TASK GOAL:
Print the listing that follows, character for character.

THE RECORDS:
__________________________________________________
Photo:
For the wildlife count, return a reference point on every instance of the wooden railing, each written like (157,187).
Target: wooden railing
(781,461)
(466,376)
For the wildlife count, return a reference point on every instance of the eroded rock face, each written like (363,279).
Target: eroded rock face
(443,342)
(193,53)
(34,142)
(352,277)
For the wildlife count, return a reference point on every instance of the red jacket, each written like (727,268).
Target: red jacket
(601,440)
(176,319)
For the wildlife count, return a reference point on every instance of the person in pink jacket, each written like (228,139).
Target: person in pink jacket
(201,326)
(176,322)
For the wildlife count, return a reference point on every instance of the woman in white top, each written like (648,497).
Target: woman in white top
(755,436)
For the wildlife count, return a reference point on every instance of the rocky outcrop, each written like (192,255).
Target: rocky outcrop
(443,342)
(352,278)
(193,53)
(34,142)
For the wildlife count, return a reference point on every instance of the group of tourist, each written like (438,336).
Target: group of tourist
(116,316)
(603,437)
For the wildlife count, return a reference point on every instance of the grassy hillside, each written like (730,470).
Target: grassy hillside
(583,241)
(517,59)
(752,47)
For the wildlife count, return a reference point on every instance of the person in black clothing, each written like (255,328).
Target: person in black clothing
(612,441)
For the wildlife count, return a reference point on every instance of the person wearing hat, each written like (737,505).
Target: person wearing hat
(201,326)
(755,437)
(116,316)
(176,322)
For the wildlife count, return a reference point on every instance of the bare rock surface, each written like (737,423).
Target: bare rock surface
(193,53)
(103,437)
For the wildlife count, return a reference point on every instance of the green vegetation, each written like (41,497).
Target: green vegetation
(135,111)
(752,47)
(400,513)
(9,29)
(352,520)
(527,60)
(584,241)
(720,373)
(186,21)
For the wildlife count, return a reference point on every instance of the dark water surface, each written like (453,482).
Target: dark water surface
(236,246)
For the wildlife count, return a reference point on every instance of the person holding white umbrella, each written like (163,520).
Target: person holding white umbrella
__________________________________________________
THE COMPLETED TASK:
Photo:
For the wildlife count, return a reference point on every instance of the wooden railing, each written like (157,187).
Target: wooden railing
(781,461)
(466,376)
For the wildlife count, return a reference point on every instance of the eroded rock face, each written like (363,279).
Target: eroded rock face
(443,342)
(193,53)
(34,142)
(352,277)
For the wildlife count, return a reference point on every instance of the red jacket, each written like (727,268).
Target: red jacket
(601,440)
(176,319)
For the wildlife count, return a reference point on every instance of the person in pink jacket, each written like (228,139).
Target: person in pink jacket
(201,326)
(176,322)
For the wildlife count, return a reference point on every instance of the woman in white top, each written like (648,497).
Target: woman in white top
(755,436)
For the wildlife count, return a reference point on every instance of the rocky outcrop, each written like (192,255).
Target: rocky outcrop
(443,342)
(352,278)
(193,53)
(34,142)
For the wildlife count, return a reference point on every instance of the group of tourist, each written like (438,336).
Target: group of tourist
(116,316)
(603,437)
For the wildlife count, return a reference point on every instance of the grassy hillside, each written like (730,470).
Target: grassy hillside
(583,241)
(517,59)
(752,47)
For the wildlife count, return a reference point on every instance of the person in black clothing, each written like (255,328).
Target: person in black clothing
(612,441)
For the wildlife count, return a reference point on every instance of the person wearing hat, each written like (737,505).
Target: person wearing hat
(201,326)
(755,437)
(116,316)
(176,322)
For the wildlife count, return a reference point on every instance of the bare rock surface, each written like (737,423).
Target: bare rock surface
(193,53)
(103,437)
For the wildlife count, return a reference point on every instance of the green vegetation, each written like (41,497).
Target: green vegetation
(135,111)
(752,47)
(400,513)
(9,29)
(352,520)
(527,60)
(584,241)
(720,373)
(186,21)
For the wildlife count, return a reference point on every instance of the dark water surface, each written like (453,482).
Target: dark water surface
(236,246)
For the wildlife count, return a reference point on every instance of the person holding white umbrella, each written like (163,520).
Target: person holding white umbrella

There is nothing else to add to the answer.